In the entries that follow, the first line to write out is the one containing "Detect grey wing", and the last is the one containing "Detect bird's foot". Reproduce that stretch exactly, with nothing before or after it.

Listed entries Start Marker

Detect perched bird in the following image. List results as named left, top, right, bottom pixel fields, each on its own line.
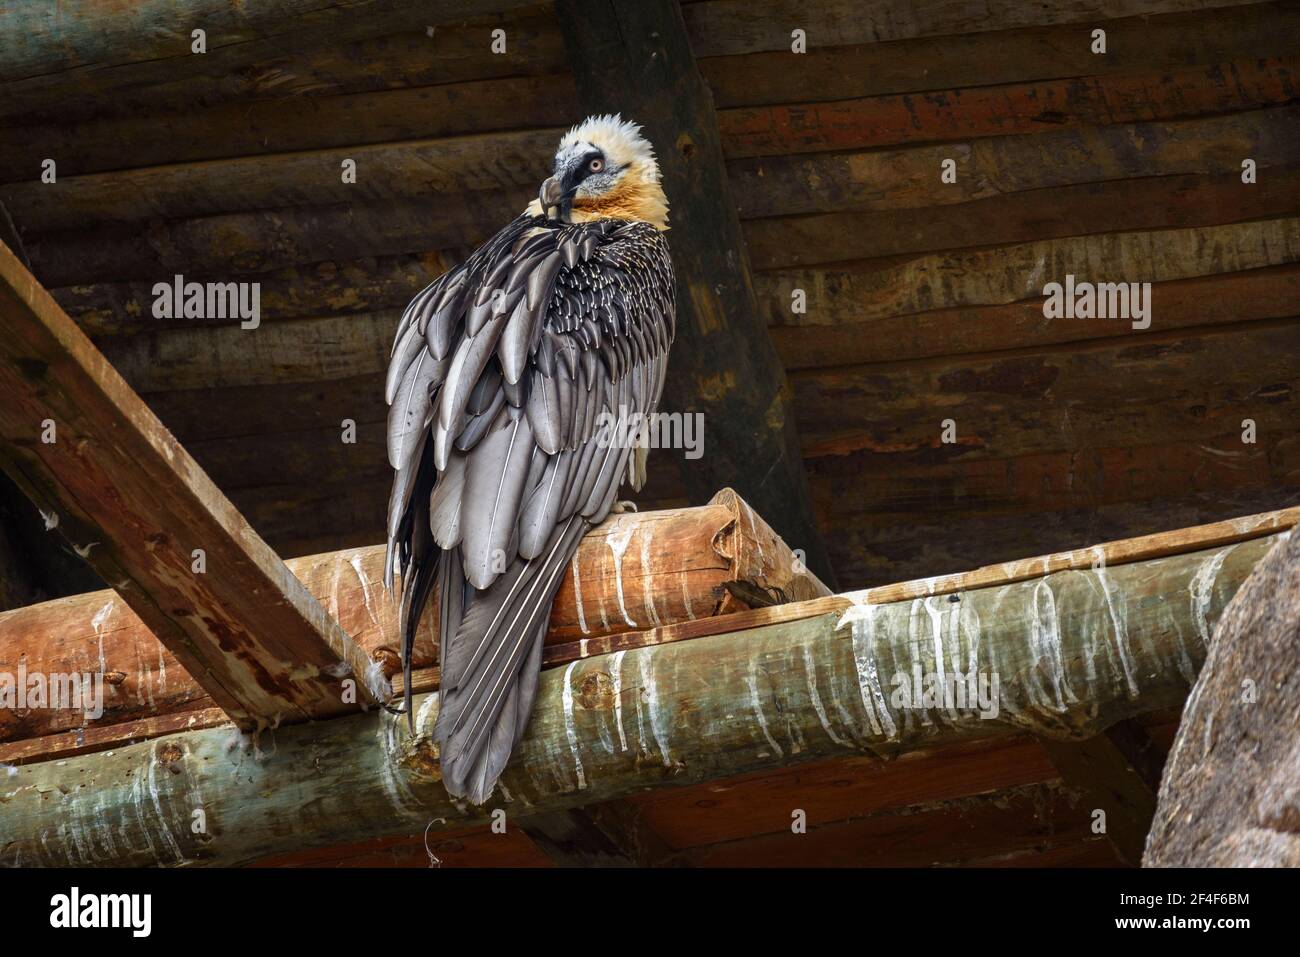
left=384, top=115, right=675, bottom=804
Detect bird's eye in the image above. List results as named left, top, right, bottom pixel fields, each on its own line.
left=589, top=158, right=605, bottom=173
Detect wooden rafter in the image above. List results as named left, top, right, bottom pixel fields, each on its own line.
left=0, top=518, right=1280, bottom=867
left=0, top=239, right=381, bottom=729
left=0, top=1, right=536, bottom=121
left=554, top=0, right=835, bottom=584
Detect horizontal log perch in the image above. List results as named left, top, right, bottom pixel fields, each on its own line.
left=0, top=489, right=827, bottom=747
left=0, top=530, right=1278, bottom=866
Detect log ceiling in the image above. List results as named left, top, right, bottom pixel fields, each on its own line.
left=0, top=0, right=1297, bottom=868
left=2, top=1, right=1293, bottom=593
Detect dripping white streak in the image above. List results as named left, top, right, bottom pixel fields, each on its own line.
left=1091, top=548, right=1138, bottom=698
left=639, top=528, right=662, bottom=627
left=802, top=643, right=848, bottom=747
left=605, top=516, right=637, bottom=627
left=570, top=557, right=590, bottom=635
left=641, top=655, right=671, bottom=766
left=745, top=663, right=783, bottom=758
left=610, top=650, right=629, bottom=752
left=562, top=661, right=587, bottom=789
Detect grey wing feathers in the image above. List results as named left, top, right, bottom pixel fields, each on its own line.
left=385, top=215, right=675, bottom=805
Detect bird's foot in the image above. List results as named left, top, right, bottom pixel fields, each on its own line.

Listed entries End Marker
Listed entries Start Marker

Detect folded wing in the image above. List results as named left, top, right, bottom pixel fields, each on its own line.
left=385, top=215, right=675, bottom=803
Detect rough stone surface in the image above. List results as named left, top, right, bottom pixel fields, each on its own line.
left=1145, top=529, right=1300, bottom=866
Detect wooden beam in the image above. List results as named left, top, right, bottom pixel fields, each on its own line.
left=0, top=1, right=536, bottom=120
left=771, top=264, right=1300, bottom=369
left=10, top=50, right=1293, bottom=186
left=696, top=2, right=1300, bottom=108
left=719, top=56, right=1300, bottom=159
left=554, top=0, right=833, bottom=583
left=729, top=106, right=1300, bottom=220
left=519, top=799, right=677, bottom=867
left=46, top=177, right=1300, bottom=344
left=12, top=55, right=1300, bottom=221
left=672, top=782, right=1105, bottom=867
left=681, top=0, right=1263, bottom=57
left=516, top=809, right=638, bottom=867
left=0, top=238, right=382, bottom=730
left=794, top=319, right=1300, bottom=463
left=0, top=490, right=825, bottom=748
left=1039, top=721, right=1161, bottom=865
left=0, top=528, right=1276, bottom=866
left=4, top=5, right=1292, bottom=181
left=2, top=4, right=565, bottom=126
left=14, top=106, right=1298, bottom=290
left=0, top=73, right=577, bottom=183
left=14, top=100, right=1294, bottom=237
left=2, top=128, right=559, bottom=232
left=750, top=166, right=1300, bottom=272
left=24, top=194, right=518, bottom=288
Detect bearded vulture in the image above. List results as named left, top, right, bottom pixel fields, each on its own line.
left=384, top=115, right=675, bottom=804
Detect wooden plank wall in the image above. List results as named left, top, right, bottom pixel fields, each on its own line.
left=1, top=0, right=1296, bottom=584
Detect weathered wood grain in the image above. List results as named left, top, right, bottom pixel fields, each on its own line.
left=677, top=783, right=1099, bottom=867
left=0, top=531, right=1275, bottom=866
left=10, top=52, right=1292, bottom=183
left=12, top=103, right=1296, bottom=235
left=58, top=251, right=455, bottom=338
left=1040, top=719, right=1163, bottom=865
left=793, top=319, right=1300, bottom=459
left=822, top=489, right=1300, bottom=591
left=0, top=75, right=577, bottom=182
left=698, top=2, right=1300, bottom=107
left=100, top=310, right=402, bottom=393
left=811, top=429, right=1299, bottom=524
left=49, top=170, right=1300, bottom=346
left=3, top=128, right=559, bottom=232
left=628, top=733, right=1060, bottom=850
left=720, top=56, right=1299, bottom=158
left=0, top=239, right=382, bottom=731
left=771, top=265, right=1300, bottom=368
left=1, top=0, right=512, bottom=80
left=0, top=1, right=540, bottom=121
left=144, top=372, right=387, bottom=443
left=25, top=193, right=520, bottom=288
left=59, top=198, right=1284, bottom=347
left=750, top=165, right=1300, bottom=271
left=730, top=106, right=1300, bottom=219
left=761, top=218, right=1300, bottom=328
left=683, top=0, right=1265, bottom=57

Listed entries End Marker
Listed entries Start Marker

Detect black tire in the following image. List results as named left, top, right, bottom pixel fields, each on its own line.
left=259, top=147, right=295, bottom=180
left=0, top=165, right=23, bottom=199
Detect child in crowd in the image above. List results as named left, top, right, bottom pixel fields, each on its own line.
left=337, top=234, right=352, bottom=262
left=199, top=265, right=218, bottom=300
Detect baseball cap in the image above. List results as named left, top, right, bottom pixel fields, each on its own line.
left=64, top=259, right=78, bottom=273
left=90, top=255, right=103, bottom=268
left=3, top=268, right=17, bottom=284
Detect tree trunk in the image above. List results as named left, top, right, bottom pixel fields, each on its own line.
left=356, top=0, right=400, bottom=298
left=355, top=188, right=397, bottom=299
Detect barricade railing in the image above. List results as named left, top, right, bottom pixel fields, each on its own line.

Listed entries End Marker

*Reply*
Detect grey wing feathers in the image above. List results as named left, top, right, bottom pixel fields, each on its own line.
left=385, top=215, right=675, bottom=805
Detect bird's foot in the image above. List results as named left, top, right, bottom pixel fields, each on its own line.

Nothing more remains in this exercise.